> What is required:
Could you retype the records word for word but without any pictures?

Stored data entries
__________________________________________________

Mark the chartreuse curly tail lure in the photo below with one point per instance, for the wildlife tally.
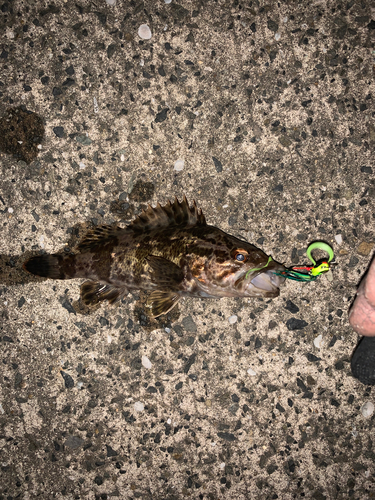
(310, 273)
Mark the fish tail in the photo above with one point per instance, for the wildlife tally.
(58, 267)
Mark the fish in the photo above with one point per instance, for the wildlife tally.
(169, 251)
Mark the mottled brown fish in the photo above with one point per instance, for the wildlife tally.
(169, 251)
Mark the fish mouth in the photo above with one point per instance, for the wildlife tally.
(265, 284)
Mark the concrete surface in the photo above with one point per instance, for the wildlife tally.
(270, 106)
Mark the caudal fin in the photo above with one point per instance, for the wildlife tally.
(48, 266)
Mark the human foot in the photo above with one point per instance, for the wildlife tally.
(362, 313)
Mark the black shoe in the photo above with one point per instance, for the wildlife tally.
(363, 361)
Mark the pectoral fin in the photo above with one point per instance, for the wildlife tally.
(161, 302)
(93, 292)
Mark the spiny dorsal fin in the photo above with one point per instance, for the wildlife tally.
(172, 214)
(99, 236)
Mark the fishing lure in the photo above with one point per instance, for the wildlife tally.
(310, 273)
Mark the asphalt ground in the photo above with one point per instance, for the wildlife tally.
(264, 114)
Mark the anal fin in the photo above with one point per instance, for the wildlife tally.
(161, 302)
(93, 292)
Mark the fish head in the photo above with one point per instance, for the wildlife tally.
(235, 268)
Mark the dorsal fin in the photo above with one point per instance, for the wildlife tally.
(172, 214)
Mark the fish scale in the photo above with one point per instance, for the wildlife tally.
(169, 251)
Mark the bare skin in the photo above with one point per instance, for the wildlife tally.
(362, 313)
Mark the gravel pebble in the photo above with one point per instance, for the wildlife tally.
(146, 362)
(144, 32)
(367, 409)
(138, 406)
(179, 165)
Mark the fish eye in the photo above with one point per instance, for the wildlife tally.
(240, 256)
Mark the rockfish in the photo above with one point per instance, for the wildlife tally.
(169, 251)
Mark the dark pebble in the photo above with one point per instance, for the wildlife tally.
(69, 382)
(73, 442)
(161, 71)
(111, 50)
(68, 306)
(366, 170)
(189, 325)
(227, 436)
(160, 117)
(301, 385)
(110, 451)
(59, 131)
(232, 220)
(272, 25)
(280, 408)
(291, 307)
(308, 395)
(353, 261)
(271, 469)
(339, 365)
(218, 165)
(312, 357)
(103, 321)
(258, 343)
(190, 361)
(296, 324)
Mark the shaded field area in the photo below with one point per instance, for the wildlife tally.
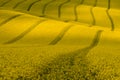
(59, 40)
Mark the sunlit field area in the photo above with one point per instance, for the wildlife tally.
(59, 40)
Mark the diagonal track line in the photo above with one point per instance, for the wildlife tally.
(60, 35)
(24, 33)
(83, 52)
(45, 6)
(9, 19)
(75, 10)
(32, 5)
(19, 4)
(110, 18)
(5, 3)
(60, 6)
(92, 14)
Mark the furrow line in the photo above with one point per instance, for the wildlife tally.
(19, 4)
(5, 3)
(75, 10)
(60, 6)
(110, 18)
(24, 33)
(9, 19)
(60, 35)
(45, 6)
(32, 5)
(92, 14)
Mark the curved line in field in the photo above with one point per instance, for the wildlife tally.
(75, 10)
(83, 52)
(60, 6)
(19, 4)
(60, 35)
(110, 18)
(5, 3)
(92, 14)
(24, 33)
(45, 6)
(9, 19)
(32, 5)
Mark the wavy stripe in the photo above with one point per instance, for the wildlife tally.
(24, 33)
(75, 10)
(9, 19)
(19, 4)
(5, 3)
(82, 53)
(110, 18)
(92, 14)
(45, 6)
(32, 5)
(60, 35)
(60, 6)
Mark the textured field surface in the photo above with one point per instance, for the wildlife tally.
(59, 40)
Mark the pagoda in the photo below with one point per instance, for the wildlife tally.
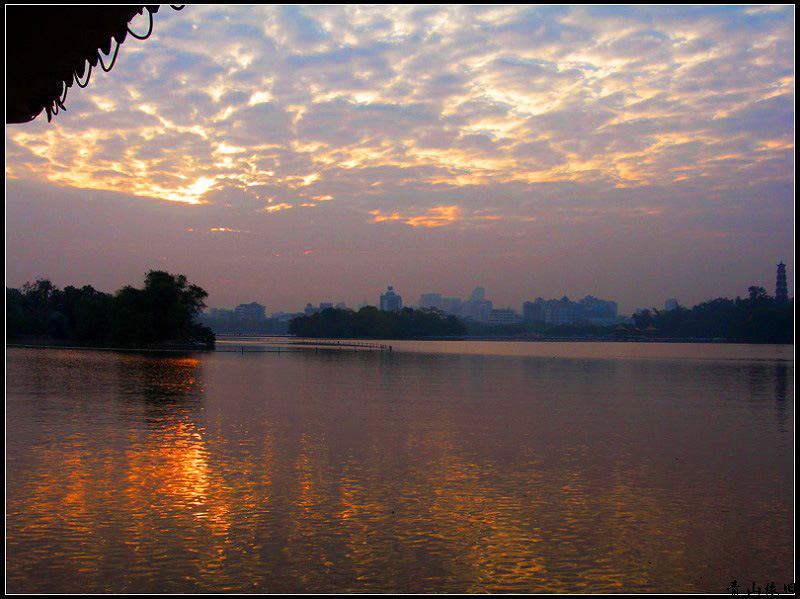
(781, 292)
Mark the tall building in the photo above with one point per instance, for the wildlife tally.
(781, 290)
(390, 301)
(430, 300)
(477, 307)
(251, 311)
(452, 306)
(533, 311)
(504, 316)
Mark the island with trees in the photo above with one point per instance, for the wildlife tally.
(162, 314)
(371, 323)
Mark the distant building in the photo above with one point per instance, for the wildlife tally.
(284, 316)
(390, 301)
(478, 294)
(533, 311)
(597, 312)
(504, 316)
(563, 311)
(251, 312)
(222, 314)
(781, 289)
(477, 307)
(430, 300)
(452, 306)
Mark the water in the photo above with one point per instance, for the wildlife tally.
(443, 467)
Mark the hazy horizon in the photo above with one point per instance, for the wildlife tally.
(287, 155)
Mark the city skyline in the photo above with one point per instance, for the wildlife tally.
(290, 154)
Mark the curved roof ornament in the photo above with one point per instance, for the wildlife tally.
(48, 48)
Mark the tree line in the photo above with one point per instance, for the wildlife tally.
(164, 311)
(758, 318)
(371, 323)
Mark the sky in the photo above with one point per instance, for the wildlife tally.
(293, 154)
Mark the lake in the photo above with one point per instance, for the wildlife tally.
(437, 467)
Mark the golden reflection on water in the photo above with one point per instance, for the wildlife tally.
(181, 476)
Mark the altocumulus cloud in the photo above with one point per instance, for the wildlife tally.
(440, 119)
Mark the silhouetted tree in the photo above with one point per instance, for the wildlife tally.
(165, 310)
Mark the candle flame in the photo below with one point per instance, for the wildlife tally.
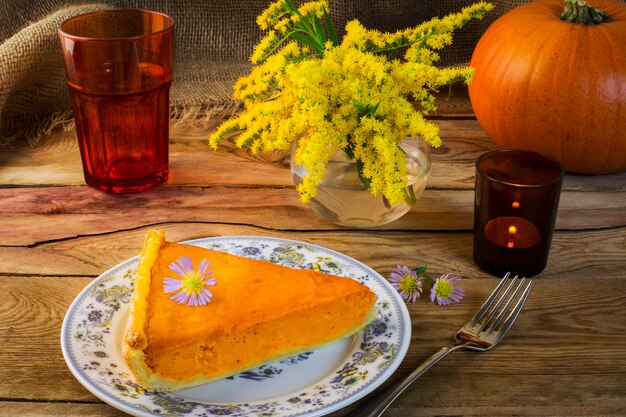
(512, 232)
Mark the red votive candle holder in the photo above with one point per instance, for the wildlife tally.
(516, 202)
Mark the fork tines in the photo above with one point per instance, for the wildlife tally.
(495, 301)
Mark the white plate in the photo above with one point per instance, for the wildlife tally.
(311, 384)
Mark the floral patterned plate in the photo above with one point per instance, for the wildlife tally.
(311, 384)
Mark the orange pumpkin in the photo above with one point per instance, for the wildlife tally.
(556, 86)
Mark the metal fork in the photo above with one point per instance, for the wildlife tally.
(481, 333)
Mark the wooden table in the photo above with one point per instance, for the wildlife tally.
(565, 356)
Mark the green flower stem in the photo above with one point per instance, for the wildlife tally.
(578, 11)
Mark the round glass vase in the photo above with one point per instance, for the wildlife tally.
(343, 199)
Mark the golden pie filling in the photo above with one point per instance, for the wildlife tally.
(198, 315)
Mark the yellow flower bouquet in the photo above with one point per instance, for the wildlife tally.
(352, 94)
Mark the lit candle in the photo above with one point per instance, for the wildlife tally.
(517, 195)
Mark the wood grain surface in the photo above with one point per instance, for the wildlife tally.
(566, 355)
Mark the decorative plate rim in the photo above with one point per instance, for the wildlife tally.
(397, 302)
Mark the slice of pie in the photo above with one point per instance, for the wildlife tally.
(197, 315)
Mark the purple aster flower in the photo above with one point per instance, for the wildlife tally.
(191, 287)
(445, 291)
(406, 282)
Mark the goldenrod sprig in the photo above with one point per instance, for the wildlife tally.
(343, 95)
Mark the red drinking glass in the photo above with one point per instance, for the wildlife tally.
(516, 202)
(119, 67)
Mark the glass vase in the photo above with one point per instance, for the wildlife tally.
(343, 199)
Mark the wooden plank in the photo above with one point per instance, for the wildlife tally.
(56, 162)
(38, 409)
(30, 216)
(538, 350)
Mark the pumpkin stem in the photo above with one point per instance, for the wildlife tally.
(578, 11)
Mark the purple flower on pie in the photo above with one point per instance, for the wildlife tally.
(445, 291)
(406, 282)
(191, 287)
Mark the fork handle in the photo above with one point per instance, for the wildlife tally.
(378, 404)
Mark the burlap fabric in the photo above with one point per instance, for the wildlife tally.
(214, 39)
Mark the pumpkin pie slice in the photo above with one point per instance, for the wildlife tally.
(197, 315)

__________________________________________________

> Exercise answer:
Mark the chartreuse curly tail lure in the photo below with one point per instance, for the wildlife tally.
(310, 273)
Mark the fish tail in the photo above with one point per instance, for the wildlife tally.
(58, 267)
Mark the fish in the photo above with one point per instance, for the wildlife tally.
(169, 251)
Mark the mottled brown fish in the photo above with one point per instance, for the wildlife tally.
(169, 251)
Mark the fish mouth in the photo above with one point per instance, for the wildlife tally.
(265, 284)
Mark the concrete surface in the photo above with one point per instance, for the wildlife tally.
(270, 106)
Mark the caudal fin in the photo above with one point per instance, for the wildlife tally.
(48, 266)
Mark the human foot in the photo above with one point per instance, for the wildlife tally.
(362, 313)
Mark the black shoe in the photo above with one point per instance, for the wildlife tally.
(363, 361)
Mark the pectoral fin in the photo above with one point per instance, for the wildlife tally.
(161, 302)
(93, 292)
Mark the spiny dorsal fin in the photo above with one point per instance, for the wildlife tally.
(172, 214)
(99, 236)
Mark the fishing lure in the photo above with one point per instance, for the wildlife tally.
(310, 273)
Mark the asphalt ground in the photo above with one point per instance, for the wildlife tally.
(264, 114)
Mark the anal fin in the photo above with one point per instance, for the wildlife tally.
(161, 302)
(93, 292)
Mark the fish head in the photo above with one point per instance, for the wildlife tally.
(235, 268)
Mark the dorsal fin in the photo above with one point per instance, for the wildlife tally.
(172, 214)
Mark the fish scale in the photo above with one point per instance, for the wildlife tally.
(169, 251)
Mark the bare skin in the photo above with one point per instance, for the wildlife tally.
(362, 313)
Mark the gravel pebble in the photo above with one point per instance, for the wildlife tally.
(146, 362)
(144, 32)
(367, 409)
(138, 406)
(179, 165)
Mark the fish eye in the photo above with one point per instance, for the wildlife tally.
(240, 256)
Mark the rockfish in the photo above with one point per instance, for the wildlife tally.
(169, 251)
Mark the dark pebble in the photo above with one point per instance, for the wildlife tally.
(69, 382)
(73, 442)
(161, 71)
(111, 50)
(68, 306)
(366, 170)
(189, 325)
(227, 436)
(160, 117)
(301, 385)
(110, 451)
(59, 131)
(232, 220)
(272, 25)
(280, 408)
(291, 307)
(308, 395)
(353, 261)
(271, 469)
(339, 365)
(218, 165)
(312, 357)
(103, 321)
(258, 343)
(190, 361)
(296, 324)
Mark the shaded field area in the photo below with one point per instance, for the wildlife tally.
(59, 40)
Mark the sunlit field area in the photo above with one point per instance, for the wildlife tally.
(59, 40)
Mark the diagonal track line in the photo above with one point per instance, for the wildlife tally.
(60, 35)
(24, 33)
(83, 52)
(45, 6)
(9, 19)
(75, 10)
(32, 5)
(19, 4)
(110, 18)
(5, 3)
(60, 6)
(92, 14)
Mark the furrow line in the photo above with one point per instance, for the wildlife tally.
(19, 4)
(5, 3)
(75, 10)
(60, 6)
(110, 18)
(24, 33)
(9, 19)
(60, 35)
(45, 6)
(32, 5)
(92, 14)
Mark the curved line in field in the photo above with one point per instance, for the wildlife tally.
(75, 10)
(83, 52)
(60, 6)
(19, 4)
(60, 35)
(110, 18)
(5, 3)
(92, 14)
(24, 33)
(45, 6)
(9, 19)
(32, 5)
Mark the wavy stripe in the photo above with one point per instance, for the wildlife tally.
(24, 33)
(75, 10)
(9, 19)
(19, 4)
(5, 3)
(82, 53)
(110, 18)
(92, 14)
(45, 6)
(32, 5)
(60, 35)
(60, 6)
Mark the textured field surface in the photo above with one point per instance, for the wildlife tally.
(59, 40)
Mark the pagoda in the photo below with one point per instance, for the wildlife tally.
(781, 292)
Mark the tall building in the photo above with one point per instance, for the wildlife tally.
(781, 290)
(390, 301)
(430, 300)
(477, 307)
(251, 311)
(452, 306)
(533, 311)
(504, 316)
Mark the island with trees in the photo above with one point per instance, for the wildlife tally.
(162, 314)
(371, 323)
Mark the distant building in the photo above with one point per instance, for the wildlife tally.
(284, 316)
(390, 301)
(478, 294)
(533, 311)
(597, 312)
(504, 316)
(563, 311)
(251, 312)
(222, 314)
(781, 289)
(477, 307)
(430, 300)
(452, 306)
Mark the water in the photo above with one point per instance, for the wildlife tally.
(443, 467)
Mark the hazy horizon in the photo above with one point per instance, for the wildlife tally.
(287, 155)
Mark the city skyline in the photo above with one point per instance, for the wildlife tally.
(290, 154)
Mark the curved roof ornament in the photo above with one point per instance, for the wildlife tally.
(48, 48)
Mark the tree line in the photo above with one point per instance, for the wildlife tally.
(164, 311)
(758, 318)
(371, 323)
Mark the sky in the photo above with one point per instance, for the wildlife tally.
(293, 154)
Mark the lake in the photo above with one point per instance, for the wildlife tally.
(437, 467)
Mark the golden reflection on water in the photo above with one point per instance, for the wildlife tally.
(181, 476)
Mark the altocumulus cloud in the photo above with one point per instance, for the wildlife tally.
(440, 119)
Mark the silhouetted tree in the photo above with one point per instance, for the wildlife tally.
(165, 310)
Mark the candle flame in the photo below with one point per instance, for the wildlife tally.
(512, 232)
Mark the red votive candle holder in the photo above with one point per instance, for the wildlife tally.
(516, 202)
Mark the fork tines in the photo above with one point per instance, for the wildlife tally.
(495, 301)
Mark the white plate in the photo above with one point per instance, for the wildlife tally.
(311, 384)
Mark the floral patterned plate in the photo above with one point per instance, for the wildlife tally.
(311, 384)
Mark the orange pumpkin in the photo above with one point per instance, for the wildlife tally.
(556, 86)
Mark the metal fork in the photo above with one point per instance, for the wildlife tally.
(481, 333)
Mark the wooden table in the photo above with one point per instance, for the wildlife tally.
(565, 356)
Mark the green flower stem in the photo above with one point per instance, for the wildlife tally.
(578, 11)
Mark the round glass vase in the photo above with one point per instance, for the wildlife tally.
(343, 199)
Mark the golden pie filling in the photo above with one point per instance, for the wildlife tally.
(198, 315)
Mark the yellow flower bouquet in the photo above with one point per instance, for the wildlife tally.
(352, 94)
Mark the lit candle in the photo above with one point per instance, for the wildlife tally.
(517, 195)
Mark the wood grain surface in the photo above with one point per instance, for the wildlife tally.
(566, 355)
Mark the decorative plate rim in the photo above with one point per instance, for the wildlife tally.
(397, 302)
Mark the slice of pie in the photo above with one point per instance, for the wildlife tally.
(197, 315)
Mark the purple aster flower in the photo above with one point per instance, for the wildlife tally.
(191, 287)
(445, 291)
(406, 282)
Mark the goldenrod sprig in the photo above with one point per instance, for the wildlife tally.
(343, 95)
Mark the red drinking glass in the photo above with one point per instance, for the wildlife tally.
(516, 202)
(119, 67)
Mark the glass vase in the photo above with one point per instance, for the wildlife tally.
(343, 199)
Mark the wooden plank in the photo above with one point per instance, for the wildlife tally.
(56, 162)
(38, 409)
(30, 216)
(538, 350)
Mark the pumpkin stem in the photo above with one point per instance, for the wildlife tally.
(578, 11)
Mark the purple flower on pie in the photo above with one point per instance, for the wildlife tally.
(445, 291)
(406, 282)
(191, 287)
Mark the fork handle in the photo above with one point per instance, for the wildlife tally.
(378, 404)
Mark the burlap fabric in the photo above with one point per instance, for the wildlife tally.
(214, 39)
Mark the pumpkin pie slice in the photo above with one point per instance, for the wildlife tally.
(197, 315)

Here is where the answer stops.